++++ Data to examine
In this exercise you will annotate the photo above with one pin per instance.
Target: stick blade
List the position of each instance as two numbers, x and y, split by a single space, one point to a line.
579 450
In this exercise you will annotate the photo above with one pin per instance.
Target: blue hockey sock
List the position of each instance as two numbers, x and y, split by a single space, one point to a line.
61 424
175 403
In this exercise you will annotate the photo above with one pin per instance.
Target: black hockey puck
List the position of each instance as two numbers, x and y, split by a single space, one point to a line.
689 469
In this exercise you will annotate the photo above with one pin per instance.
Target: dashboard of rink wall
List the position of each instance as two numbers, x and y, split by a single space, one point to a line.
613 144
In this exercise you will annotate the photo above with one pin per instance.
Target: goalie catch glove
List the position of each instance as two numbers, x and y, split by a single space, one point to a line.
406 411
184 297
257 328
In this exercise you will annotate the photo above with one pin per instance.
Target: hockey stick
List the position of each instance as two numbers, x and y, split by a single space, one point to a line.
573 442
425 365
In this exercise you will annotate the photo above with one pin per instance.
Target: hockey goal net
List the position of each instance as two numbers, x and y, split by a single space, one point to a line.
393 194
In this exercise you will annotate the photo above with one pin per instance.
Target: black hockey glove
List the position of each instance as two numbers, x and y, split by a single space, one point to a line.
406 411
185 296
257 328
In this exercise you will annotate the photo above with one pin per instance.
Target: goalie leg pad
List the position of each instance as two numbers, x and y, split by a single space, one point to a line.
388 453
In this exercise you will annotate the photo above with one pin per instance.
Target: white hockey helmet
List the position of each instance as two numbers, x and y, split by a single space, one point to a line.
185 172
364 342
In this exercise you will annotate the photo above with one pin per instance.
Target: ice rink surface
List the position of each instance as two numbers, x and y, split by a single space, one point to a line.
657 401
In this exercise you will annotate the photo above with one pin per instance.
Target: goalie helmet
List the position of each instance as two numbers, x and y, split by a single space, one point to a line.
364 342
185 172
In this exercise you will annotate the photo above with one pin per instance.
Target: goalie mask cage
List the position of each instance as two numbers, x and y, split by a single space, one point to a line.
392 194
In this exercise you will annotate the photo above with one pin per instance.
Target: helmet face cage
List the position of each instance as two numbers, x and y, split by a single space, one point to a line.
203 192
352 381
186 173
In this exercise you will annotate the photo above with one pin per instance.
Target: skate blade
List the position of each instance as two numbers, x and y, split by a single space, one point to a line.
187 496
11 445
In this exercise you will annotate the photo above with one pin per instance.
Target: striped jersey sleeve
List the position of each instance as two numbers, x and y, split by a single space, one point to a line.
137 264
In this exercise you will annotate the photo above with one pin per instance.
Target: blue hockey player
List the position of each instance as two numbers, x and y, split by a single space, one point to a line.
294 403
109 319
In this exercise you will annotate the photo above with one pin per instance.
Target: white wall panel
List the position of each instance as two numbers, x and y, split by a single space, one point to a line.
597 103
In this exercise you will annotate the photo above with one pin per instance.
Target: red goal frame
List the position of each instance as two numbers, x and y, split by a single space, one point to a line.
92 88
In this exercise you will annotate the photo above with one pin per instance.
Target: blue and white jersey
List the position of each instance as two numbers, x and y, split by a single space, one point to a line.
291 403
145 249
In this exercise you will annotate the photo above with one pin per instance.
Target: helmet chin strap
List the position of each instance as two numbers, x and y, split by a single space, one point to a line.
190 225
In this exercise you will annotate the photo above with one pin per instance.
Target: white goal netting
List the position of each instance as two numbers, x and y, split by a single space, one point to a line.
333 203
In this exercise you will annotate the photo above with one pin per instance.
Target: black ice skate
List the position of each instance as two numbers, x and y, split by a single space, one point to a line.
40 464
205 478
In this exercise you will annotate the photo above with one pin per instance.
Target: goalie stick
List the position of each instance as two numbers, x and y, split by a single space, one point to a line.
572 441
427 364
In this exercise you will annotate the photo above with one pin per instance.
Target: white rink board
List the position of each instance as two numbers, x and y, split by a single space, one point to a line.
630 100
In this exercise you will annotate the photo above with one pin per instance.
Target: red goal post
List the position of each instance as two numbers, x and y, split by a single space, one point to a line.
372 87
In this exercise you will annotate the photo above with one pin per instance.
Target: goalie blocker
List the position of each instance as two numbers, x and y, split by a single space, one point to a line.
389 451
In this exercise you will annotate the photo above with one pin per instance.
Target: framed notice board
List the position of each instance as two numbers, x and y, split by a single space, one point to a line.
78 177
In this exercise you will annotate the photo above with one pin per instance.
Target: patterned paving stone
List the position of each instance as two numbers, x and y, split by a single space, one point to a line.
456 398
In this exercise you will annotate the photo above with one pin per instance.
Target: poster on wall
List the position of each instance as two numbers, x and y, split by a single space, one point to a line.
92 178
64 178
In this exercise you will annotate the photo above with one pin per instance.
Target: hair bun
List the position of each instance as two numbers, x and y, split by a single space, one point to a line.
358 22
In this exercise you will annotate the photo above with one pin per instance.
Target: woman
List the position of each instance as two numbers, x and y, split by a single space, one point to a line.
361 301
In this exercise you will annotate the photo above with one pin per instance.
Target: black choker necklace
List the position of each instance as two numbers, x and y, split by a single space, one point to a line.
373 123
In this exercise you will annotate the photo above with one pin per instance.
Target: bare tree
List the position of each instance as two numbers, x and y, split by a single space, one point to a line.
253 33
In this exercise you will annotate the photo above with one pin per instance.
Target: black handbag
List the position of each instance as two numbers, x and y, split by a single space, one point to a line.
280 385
++++++++
**Task**
Whenever the word "wall" shows up in a line, that line counts. Say how many lines of the data count, giving the number alone.

**Solution for this exercise**
3